DATA LINES –
#####
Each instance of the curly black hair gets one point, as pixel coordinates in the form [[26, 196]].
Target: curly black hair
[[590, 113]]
#####
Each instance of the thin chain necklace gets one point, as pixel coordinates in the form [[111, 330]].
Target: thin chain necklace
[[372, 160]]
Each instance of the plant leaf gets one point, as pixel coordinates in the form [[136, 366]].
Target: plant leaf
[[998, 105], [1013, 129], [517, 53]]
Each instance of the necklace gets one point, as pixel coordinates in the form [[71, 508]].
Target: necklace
#####
YOUR GOAL –
Please rewrite the rows between the lines holding "Each instance of the thin" and "Target: necklace", inclusive, switching "pixel coordinates" to "image coordinates" and leaving everything else unchanged.

THE COMPLETED TASK –
Each instance of the thin chain necklace gets one point, as image coordinates in the form [[111, 330]].
Target: thin chain necklace
[[372, 160]]
Each instance of the plant leaf gets one point, as image coordinates in the form [[136, 366]].
Target: plant leaf
[[998, 105], [1013, 129], [517, 53]]
Each instance of the necklace gets one point, as image coordinates in the form [[71, 508]].
Target: necklace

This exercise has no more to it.